> _Problem set_
1. Translate this sentence from the passage about the Panel 12 prisoner into Spanish: "The Classic kingdom of Lakamtuun was politically important, cited at Yaxchilan, Seibal, and Itzan, and now maybe Piedras Negras."
2. Using the passage about the Panel 12 prisoner, decide whether each statement agrees with it. Answer yes or no for each and quote the words that settle it.
(a) The emblem glyph of the third prisoner on Panel 12 is well preserved.
(b) The evidence about Lakamtuun was presented at the UT Maya Meetings.
(c) The Río Lacantun is a tributary of the upper Usumacinta.
3. Write one more paragraph for the passage about the unidentified prisoner on Panel 12, picking up after its final sentence.

> _Passage to read_

■ ■ ■

The third (left-most) prisoner on Panel 12 has thus far gone unidentified, but I’ve an idea who he might be, based on observations of the original panel made earlier this year. The emblem glyph is highly eroded, but its shape and features suggest it might be LAKAM-TUUN-ni-AJAW, for Lakamtuun Ajaw, “the Lakamtuun Lord.” This past March I presented evidence at the UT Maya Meetings suggesting that Lakamtuun was a kingdom or political region located on the banks of the modern Río Lacantun, a major tributary of the upper Usumacinta, and perhaps near the ruins of known as El Palma. The Classic kingdom of Lakamtuun was politically important, cited at Yaxchilan, Seibal, and Itzan, and now maybe Piedras Negras.

The personal name of the Panel 12 mystery captive, recorded before the murky emblem glyph and after U-BAAH, is also suggestive. The components look to be a ?-CHAN AHK with the initial sign resembling one known to represent a downward facing snake, but lacking a firm reading. In the comparison presented in the accompanying image, one can see what looks to be the very same name written in Lintel 35 of Yaxchilan: ?-CHAN-a-ku LAMAK-TUUN-AJAW. He is cited there as a foreign lord who oversaw a subsiduary noble with political connections with the tenth Yaxchilan king, K’inich Tatbu Jol.

■ ■ ■

> _Raw data_
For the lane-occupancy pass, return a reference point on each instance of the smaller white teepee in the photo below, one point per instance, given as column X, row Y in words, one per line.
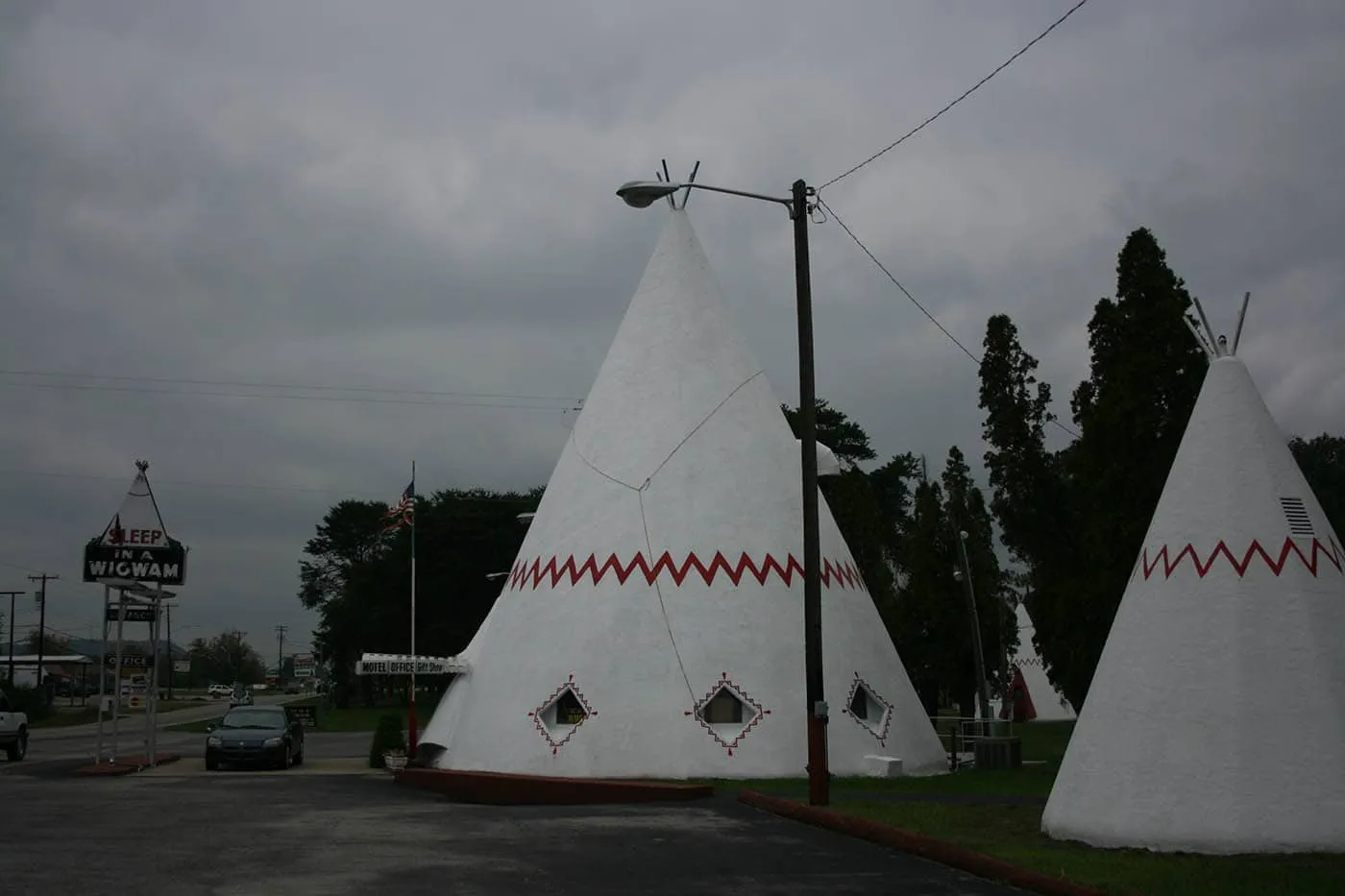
column 1046, row 701
column 1216, row 715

■ ■ ■

> _Responses_
1. El reino clásico de Lakamtuun fue políticamente importante; se le cita en Yaxchilan, Seibal e Itzan, y ahora quizá en Piedras Negras.

2.
(a) No: "The emblem glyph is highly eroded"
(b) Yes: "This past March I presented evidence at the UT Maya Meetings"
(c) Yes: "a major tributary of the upper Usumacinta"

3.
So, Panel 12 looks as if it shows a Piedras Negras king with three subservient rulers from neighboring kingdoms, each located along a major rivers of the western lowlands: the Río Usumacinta (Yaxchilan), the Río San Pedro Martir (Santa Elena), and the Río Lacantun (Lakamtuun). I doubt this geographical spread is a coincidence, for it may have been used to bolster Piedras Negras’s message political influence, of not control, over a vast territory to its north and south.

My sense is that the scene of Panel 12 is largely performative and symbolic of such political dominance, not to be taken too literally as evidence of long-distance taking of royal prisoners. Yaxchilan’s Lintel 35 suggests that the Lakamtuun ruler (if that’s who he is) was still reigning a few years after Panel 12’s carving and dedication. Likewise Knot-eye Jaguar of Yaxchilan seems to have ruled locally for several more years, though still perhaps as a vassal of Piedras Negras. This is not as strange as it might seem, since we know that later Maya kings represented subject rulers as bound prisoners, even though the subservient lords continued to rule for many years. Jaguar Claw of Seibal, in “power” yet shown early-on as a prisoner at Dos Pilas and Aguateca, is a good case for comparison.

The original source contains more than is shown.